SET PROBLEM 1: Switch "set a marker" to "place a point" in the listing lines from the one holding "Spot the baby's" through the end of the listing, inclusive, and give those lines again with nothing else changed. Leave the pictures out.

SELECTION:
★ ★ ★ ★

- Born: March 17, 1909 New York, New York
- Died: July 20, 2004 (aged 95) Seattle, Washington
- Other name: Sara Asheron
- Education: Bachelors of the Arts, Hunter College 1930
- Known for: Children's author, Poet, Children's literacy advocate, Accessibility of literature
- Notable work: Little Racoon series

= Lilian Moore =

Author of children's books, teacher and poet

Lilian Moore (pen name, Sara Asheron; March 17, 1909–July 20, 2004), was a writer of children's books, teacher and poet. She founded and edited for Scholastic's Arrow Book Club, a low-cost mail-order paperback service for children. She also helped found the Council on Interracial Books for Children.

== Early life ==
Lilian Levenson was born in The Bronx, New York City on 17 March 1909. She was educated at Hunter College where she graduated with a bachelor in Arts in 1930. She had majored in English and had planned to teach Elizabethan literature at the college level. She then continued with some graduate work at Columbia University. The Great Depression affected these goals, resulting in her finding work as a reading teacher.

★ ★ ★ ★

(Location annotation excerpts)
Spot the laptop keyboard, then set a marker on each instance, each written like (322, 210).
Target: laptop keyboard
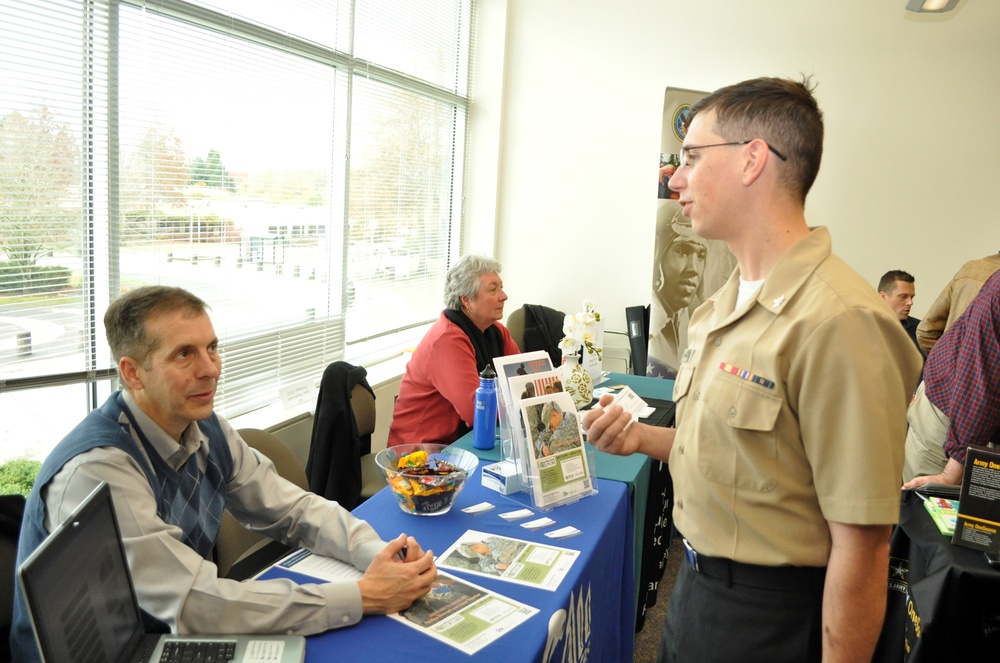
(180, 651)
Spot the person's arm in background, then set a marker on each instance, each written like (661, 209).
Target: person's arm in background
(452, 371)
(932, 324)
(854, 592)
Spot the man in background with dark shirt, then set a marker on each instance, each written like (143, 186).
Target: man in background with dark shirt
(897, 289)
(958, 403)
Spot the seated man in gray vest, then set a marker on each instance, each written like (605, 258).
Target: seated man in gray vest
(173, 466)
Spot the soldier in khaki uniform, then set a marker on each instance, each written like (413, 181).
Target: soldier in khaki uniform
(791, 415)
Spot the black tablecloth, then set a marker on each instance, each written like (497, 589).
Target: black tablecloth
(943, 600)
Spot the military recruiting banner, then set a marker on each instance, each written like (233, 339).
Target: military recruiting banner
(686, 268)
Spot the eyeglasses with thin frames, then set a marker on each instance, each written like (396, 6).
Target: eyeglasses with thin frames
(688, 148)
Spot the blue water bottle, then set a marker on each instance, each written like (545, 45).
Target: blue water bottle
(484, 425)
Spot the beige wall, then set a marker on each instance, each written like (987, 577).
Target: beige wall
(911, 150)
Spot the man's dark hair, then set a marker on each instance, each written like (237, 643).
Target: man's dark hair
(780, 111)
(125, 320)
(887, 283)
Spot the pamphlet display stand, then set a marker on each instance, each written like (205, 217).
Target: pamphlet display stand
(540, 434)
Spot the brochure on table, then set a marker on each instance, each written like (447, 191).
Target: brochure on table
(977, 524)
(554, 465)
(513, 560)
(454, 611)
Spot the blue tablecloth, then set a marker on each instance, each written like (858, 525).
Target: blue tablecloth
(649, 541)
(589, 617)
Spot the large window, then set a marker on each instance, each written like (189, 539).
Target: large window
(296, 164)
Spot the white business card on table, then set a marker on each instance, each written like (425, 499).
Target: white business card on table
(517, 515)
(631, 403)
(538, 523)
(563, 532)
(476, 509)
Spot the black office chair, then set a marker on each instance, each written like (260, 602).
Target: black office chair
(240, 552)
(340, 467)
(11, 513)
(542, 329)
(637, 319)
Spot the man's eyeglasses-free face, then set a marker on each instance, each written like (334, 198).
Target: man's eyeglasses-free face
(687, 148)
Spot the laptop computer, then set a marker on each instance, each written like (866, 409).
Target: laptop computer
(83, 607)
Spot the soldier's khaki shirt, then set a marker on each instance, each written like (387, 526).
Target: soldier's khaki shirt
(791, 412)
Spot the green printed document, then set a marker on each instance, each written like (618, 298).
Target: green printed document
(978, 523)
(943, 512)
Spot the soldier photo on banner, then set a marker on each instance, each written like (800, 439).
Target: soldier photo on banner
(686, 268)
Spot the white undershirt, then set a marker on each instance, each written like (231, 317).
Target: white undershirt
(748, 290)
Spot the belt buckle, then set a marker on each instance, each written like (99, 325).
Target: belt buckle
(692, 556)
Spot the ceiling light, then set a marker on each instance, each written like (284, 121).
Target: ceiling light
(931, 6)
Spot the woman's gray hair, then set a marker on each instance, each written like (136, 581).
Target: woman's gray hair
(462, 279)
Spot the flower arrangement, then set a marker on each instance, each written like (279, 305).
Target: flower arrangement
(579, 331)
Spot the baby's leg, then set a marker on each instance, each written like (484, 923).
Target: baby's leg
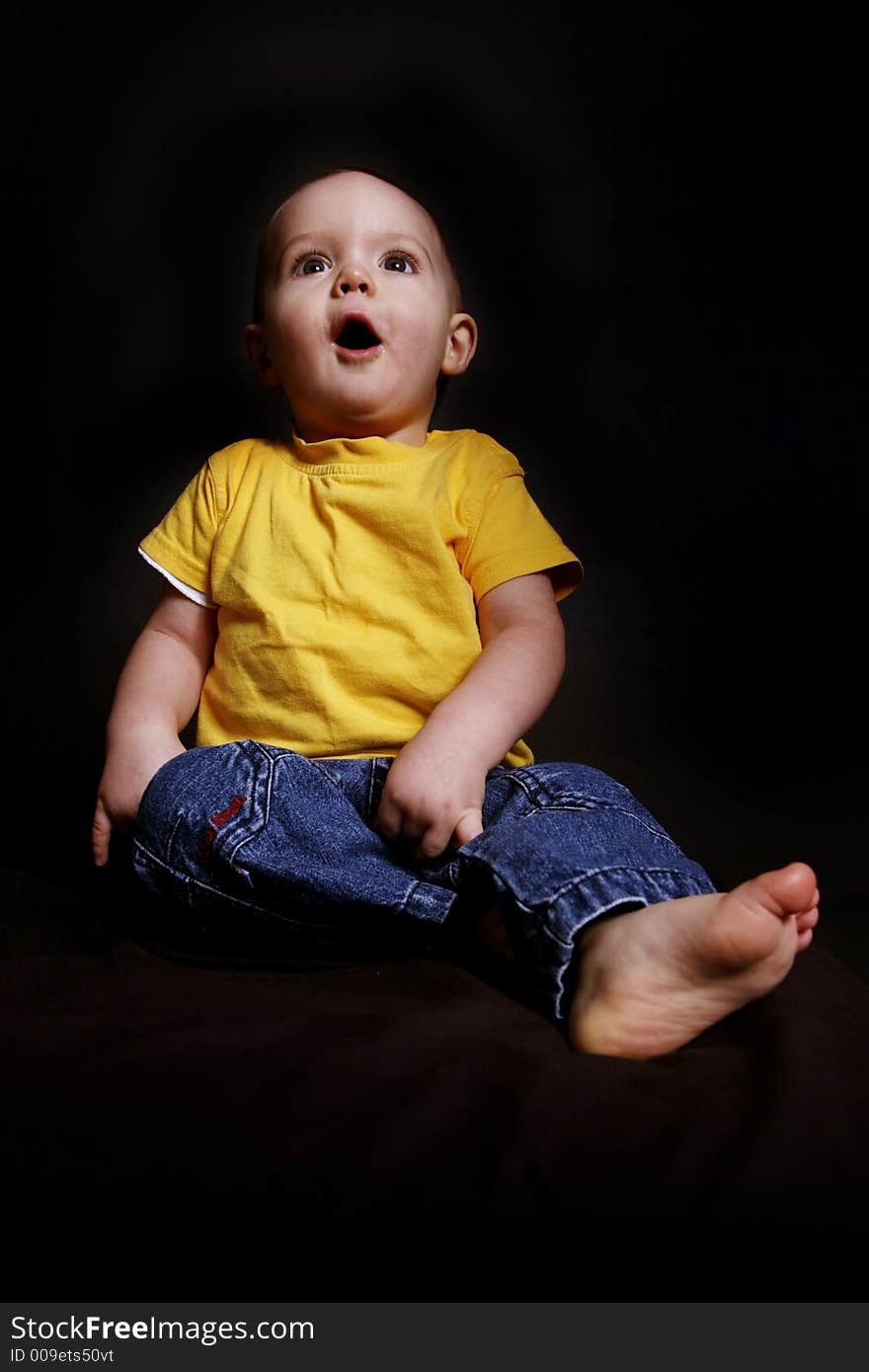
(651, 980)
(254, 837)
(570, 857)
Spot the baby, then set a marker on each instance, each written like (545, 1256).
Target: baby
(365, 618)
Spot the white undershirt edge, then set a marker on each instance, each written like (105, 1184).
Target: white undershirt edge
(199, 597)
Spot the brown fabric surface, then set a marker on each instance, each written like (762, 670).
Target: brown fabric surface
(211, 1122)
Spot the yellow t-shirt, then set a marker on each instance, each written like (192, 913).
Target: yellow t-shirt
(347, 576)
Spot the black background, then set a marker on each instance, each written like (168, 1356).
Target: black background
(657, 217)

★ ★ ★ ★

SET PROBLEM 2: In the biography of Lilian Moore, what subject did she major in at Hunter College?

TASK ANSWER 1:
Spot the baby's leg, then place a point on each instance, each written like (484, 923).
Target: baby's leg
(651, 980)
(254, 837)
(570, 857)
Spot the baby, then place a point on each instance, each written like (545, 1256).
Target: baby
(365, 618)
Spot the white undershirt edge, then place a point on each instance, each written like (105, 1184).
Target: white undershirt edge
(199, 597)
Spot the brown fabric surface, then place a point on each instance, each written like (762, 670).
Target: brown fabric surface
(211, 1122)
Spot the yellow t-shirt, then place a point on each instance, each written like (192, 913).
Target: yellow t-shirt
(347, 576)
Spot the black background, then place a point on each instance, each written like (168, 1356).
Target: black background
(657, 217)

TASK ANSWER 2: English